Short problem — Transcribe the material verbatim in full; the pictures do not belong in the copy.

Given records —
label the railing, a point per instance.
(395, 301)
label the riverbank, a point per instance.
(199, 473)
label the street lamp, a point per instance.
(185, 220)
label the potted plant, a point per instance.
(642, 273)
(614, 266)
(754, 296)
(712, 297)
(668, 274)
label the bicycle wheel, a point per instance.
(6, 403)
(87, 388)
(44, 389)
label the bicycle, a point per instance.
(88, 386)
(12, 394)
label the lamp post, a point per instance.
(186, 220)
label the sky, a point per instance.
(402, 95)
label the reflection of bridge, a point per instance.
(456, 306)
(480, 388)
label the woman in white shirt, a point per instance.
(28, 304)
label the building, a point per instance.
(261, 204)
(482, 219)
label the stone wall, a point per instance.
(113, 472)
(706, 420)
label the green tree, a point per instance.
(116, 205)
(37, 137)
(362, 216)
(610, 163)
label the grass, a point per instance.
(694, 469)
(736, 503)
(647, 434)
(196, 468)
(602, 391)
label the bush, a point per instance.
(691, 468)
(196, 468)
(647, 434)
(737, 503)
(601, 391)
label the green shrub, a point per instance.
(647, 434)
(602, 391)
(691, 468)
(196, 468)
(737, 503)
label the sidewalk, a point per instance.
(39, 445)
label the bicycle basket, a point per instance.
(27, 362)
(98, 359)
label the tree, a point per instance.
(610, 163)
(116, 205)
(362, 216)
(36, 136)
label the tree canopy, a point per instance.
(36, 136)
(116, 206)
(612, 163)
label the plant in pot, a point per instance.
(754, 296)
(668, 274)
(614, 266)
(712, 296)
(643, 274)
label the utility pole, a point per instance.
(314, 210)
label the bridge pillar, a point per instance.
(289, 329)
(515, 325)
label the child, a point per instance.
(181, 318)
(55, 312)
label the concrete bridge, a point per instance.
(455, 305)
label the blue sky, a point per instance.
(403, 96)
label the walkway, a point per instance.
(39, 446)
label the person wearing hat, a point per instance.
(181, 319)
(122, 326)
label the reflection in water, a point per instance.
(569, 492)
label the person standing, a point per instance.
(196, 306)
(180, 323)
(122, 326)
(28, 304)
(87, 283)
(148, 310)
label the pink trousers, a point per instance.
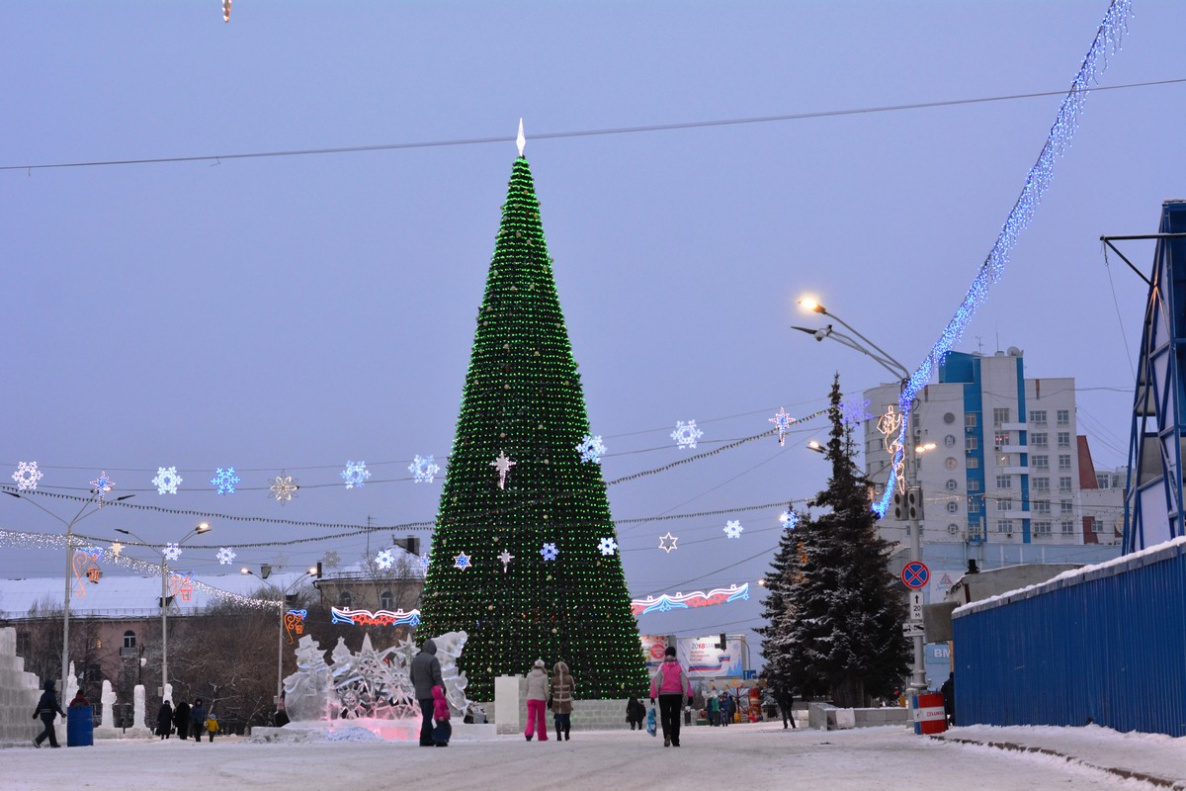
(535, 719)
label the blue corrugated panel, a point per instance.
(1105, 645)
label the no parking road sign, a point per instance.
(914, 574)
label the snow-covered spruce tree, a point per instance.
(846, 612)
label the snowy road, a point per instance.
(750, 757)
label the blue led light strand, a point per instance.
(1108, 39)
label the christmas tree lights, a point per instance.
(523, 402)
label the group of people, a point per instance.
(186, 720)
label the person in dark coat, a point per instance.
(198, 719)
(182, 719)
(425, 674)
(636, 713)
(165, 720)
(48, 708)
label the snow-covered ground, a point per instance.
(741, 757)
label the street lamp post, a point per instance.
(77, 517)
(164, 598)
(910, 452)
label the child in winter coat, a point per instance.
(442, 729)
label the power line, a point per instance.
(579, 133)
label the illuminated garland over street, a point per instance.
(1108, 38)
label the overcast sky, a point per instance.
(286, 314)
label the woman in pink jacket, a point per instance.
(670, 684)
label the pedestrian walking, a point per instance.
(671, 686)
(562, 689)
(48, 708)
(425, 674)
(536, 700)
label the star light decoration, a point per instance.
(224, 480)
(591, 448)
(355, 474)
(102, 485)
(503, 464)
(686, 434)
(782, 421)
(854, 410)
(284, 489)
(166, 480)
(26, 476)
(423, 470)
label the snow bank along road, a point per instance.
(746, 756)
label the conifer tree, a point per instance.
(842, 616)
(524, 556)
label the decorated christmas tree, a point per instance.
(524, 552)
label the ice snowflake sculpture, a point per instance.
(423, 470)
(591, 448)
(355, 474)
(224, 480)
(686, 434)
(284, 489)
(166, 480)
(26, 476)
(854, 410)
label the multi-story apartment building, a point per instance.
(1005, 463)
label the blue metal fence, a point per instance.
(1105, 645)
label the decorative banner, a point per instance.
(667, 601)
(294, 622)
(378, 618)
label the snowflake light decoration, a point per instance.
(423, 470)
(782, 421)
(284, 489)
(686, 434)
(102, 485)
(591, 448)
(355, 474)
(26, 476)
(166, 480)
(224, 480)
(854, 410)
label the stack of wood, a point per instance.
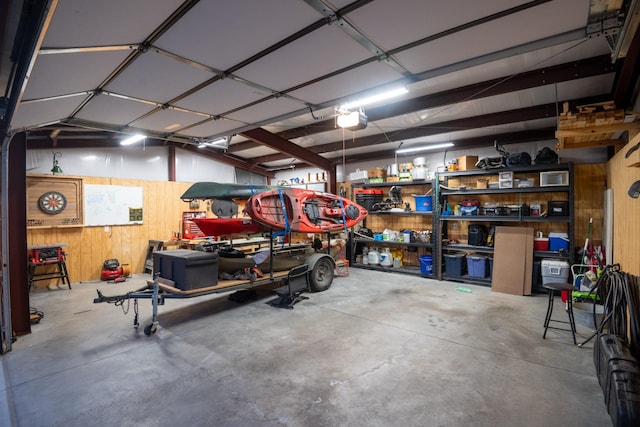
(594, 125)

Exercise answer —
label the railing, a point per instance.
(395, 301)
label the riverbank, a point per instance.
(199, 473)
label the street lamp, a point per instance.
(185, 220)
label the potted plant, a point per instance.
(642, 273)
(614, 266)
(754, 296)
(712, 297)
(668, 274)
label the bicycle wheel, a point per instance.
(6, 403)
(87, 388)
(44, 389)
label the bicycle, a point per instance.
(88, 386)
(12, 394)
label the lamp post, a point per instance.
(186, 220)
label the sky, a point per instance.
(402, 95)
label the reflection of bridge, a point per instance.
(456, 306)
(480, 388)
label the woman in white shirt, a point per instance.
(28, 304)
label the building, a point per instance.
(261, 204)
(482, 219)
label the stone wall, a point per instance.
(113, 472)
(706, 420)
label the green tree, a point per instance.
(116, 205)
(37, 137)
(362, 216)
(610, 163)
label the grass, a point per instance.
(694, 469)
(736, 503)
(647, 434)
(196, 468)
(602, 391)
label the bush, a point per instance.
(691, 468)
(196, 468)
(647, 434)
(737, 503)
(601, 391)
label the green shrub, a point per instance.
(647, 434)
(602, 391)
(691, 468)
(196, 468)
(737, 503)
label the sidewalk, a point per instance.
(39, 445)
label the bicycle basket, a point per instance.
(27, 362)
(98, 359)
label the tree, a point per instance.
(610, 163)
(116, 205)
(362, 216)
(36, 136)
label the tree canopy, a point per instance.
(36, 136)
(116, 206)
(612, 163)
label the plant in pot, a point per instance.
(754, 296)
(668, 274)
(614, 266)
(712, 296)
(643, 274)
label the utility pole, a point per instance.
(314, 210)
label the bridge pillar, a point per instance.
(289, 329)
(515, 325)
label the child, a point per instance.
(181, 318)
(55, 312)
label the concrete bridge, a point per instance.
(455, 305)
label the blue sky, a point per instance.
(403, 96)
label the walkway, a point per instance.
(39, 446)
label the person wearing hat, a point per instance.
(181, 319)
(122, 326)
label the reflection in water, a point per instance.
(569, 492)
label the person standing, a point per instance.
(196, 306)
(180, 323)
(122, 326)
(28, 304)
(87, 283)
(148, 310)
label the pink trousers, a point per instance.
(535, 719)
label the blue corrugated panel, a point per instance.
(1105, 645)
label the no parking road sign, a point per instance.
(914, 574)
label the snow-covered spruce tree, a point per instance.
(846, 612)
label the snowy road, a point per instance.
(750, 757)
label the blue led light strand, a point per instance.
(1108, 39)
label the christmas tree lights, a point per instance.
(523, 402)
label the group of people, a point per instance.
(186, 720)
label the person in dark coat, a point per instance.
(198, 719)
(182, 719)
(425, 674)
(636, 713)
(165, 720)
(48, 708)
label the snow-covered ground, a point per instance.
(741, 757)
label the street lamp post, a point per instance.
(77, 517)
(164, 598)
(910, 452)
label the child in winter coat, a point per instance.
(442, 729)
label the power line, a point per instance.
(579, 133)
label the illuminated garland over street, a point per instance.
(1108, 38)
label the overcast sky, a point per instance.
(286, 314)
label the woman in pink jacket, a point per instance.
(670, 684)
label the pedestrian walking, a point per instance.
(671, 686)
(562, 689)
(48, 708)
(425, 674)
(536, 700)
label the star light decoration, a point per instance.
(224, 480)
(591, 448)
(355, 474)
(102, 485)
(503, 464)
(686, 434)
(782, 421)
(854, 410)
(284, 489)
(166, 480)
(26, 476)
(423, 470)
label the snow bank along road, a point per instance.
(746, 756)
label the conifer tree, a point per instance.
(842, 616)
(524, 556)
label the decorated christmas tree, a point per instance.
(524, 552)
label the ice snowflake sculpture, a point per instance.
(423, 470)
(591, 448)
(355, 474)
(224, 480)
(686, 434)
(284, 489)
(166, 480)
(26, 476)
(854, 410)
label the multi-story apartment building, a point per instance.
(1005, 463)
label the blue metal fence, a point per instance.
(1105, 645)
label the decorative banner, a point per instance.
(667, 601)
(294, 622)
(378, 618)
label the snowflake light decoration, a point per instance.
(423, 470)
(782, 421)
(284, 489)
(686, 434)
(102, 485)
(591, 448)
(355, 474)
(26, 476)
(166, 480)
(224, 480)
(854, 410)
label the stack of wood, a point per instance.
(594, 125)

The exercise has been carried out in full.